Excerpts from point annotation data

==============================

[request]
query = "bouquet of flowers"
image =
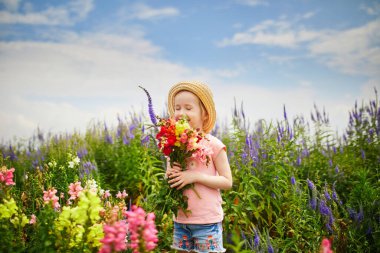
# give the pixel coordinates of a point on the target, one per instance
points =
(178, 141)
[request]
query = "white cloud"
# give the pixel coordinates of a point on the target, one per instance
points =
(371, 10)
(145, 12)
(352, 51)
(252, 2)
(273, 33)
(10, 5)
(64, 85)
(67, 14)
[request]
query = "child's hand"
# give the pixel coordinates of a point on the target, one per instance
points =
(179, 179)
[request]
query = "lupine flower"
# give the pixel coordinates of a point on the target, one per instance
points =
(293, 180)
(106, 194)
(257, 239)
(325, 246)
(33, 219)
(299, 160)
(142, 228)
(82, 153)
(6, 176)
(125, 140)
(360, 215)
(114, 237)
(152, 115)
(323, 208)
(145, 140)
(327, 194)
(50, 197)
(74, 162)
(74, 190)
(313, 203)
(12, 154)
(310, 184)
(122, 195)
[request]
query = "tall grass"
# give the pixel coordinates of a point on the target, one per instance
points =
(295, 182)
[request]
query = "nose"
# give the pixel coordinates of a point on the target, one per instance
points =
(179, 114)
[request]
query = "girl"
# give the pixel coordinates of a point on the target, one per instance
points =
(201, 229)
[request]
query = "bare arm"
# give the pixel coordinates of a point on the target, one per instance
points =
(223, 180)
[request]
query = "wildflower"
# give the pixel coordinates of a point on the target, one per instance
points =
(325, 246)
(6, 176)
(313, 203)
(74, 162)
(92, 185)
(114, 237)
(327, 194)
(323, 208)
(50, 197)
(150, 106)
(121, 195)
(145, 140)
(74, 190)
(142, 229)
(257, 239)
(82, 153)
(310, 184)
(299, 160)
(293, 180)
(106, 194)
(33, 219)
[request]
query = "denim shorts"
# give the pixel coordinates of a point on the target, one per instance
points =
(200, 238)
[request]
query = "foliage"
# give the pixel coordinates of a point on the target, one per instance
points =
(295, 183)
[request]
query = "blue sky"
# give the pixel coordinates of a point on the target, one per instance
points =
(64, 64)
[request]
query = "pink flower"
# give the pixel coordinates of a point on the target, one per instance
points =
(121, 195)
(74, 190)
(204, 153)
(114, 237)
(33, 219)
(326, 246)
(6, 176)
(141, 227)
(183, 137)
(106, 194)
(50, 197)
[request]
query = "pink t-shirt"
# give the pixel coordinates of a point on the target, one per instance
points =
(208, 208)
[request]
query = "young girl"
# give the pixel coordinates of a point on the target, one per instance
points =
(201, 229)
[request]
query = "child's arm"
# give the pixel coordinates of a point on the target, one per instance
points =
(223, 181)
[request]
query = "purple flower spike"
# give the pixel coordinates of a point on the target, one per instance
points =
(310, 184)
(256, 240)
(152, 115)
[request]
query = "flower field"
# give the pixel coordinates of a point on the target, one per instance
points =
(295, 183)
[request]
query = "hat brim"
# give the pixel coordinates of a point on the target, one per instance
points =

==============================

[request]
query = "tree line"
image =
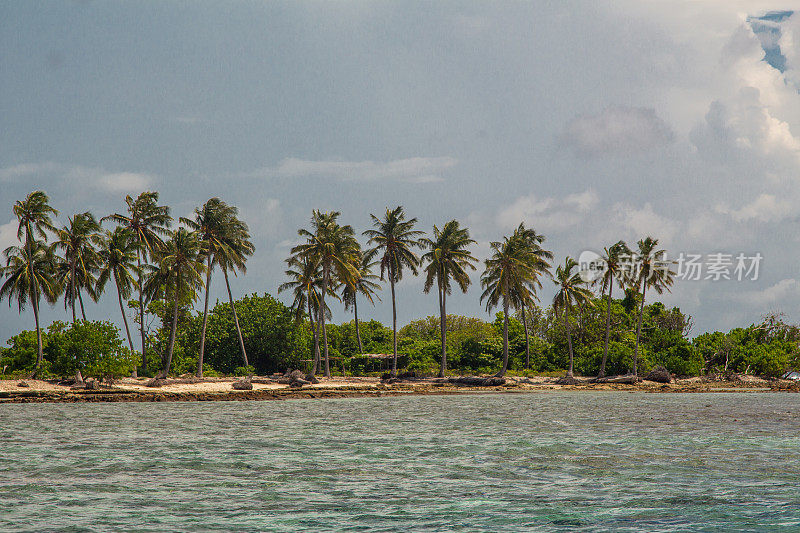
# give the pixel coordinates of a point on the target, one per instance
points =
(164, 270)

==============================

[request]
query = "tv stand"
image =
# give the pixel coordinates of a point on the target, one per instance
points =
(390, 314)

==============================

> [Set problem]
Tally the lines in the rows above that contain the string "pink". Reply with the number only.

> [Exercise answer]
2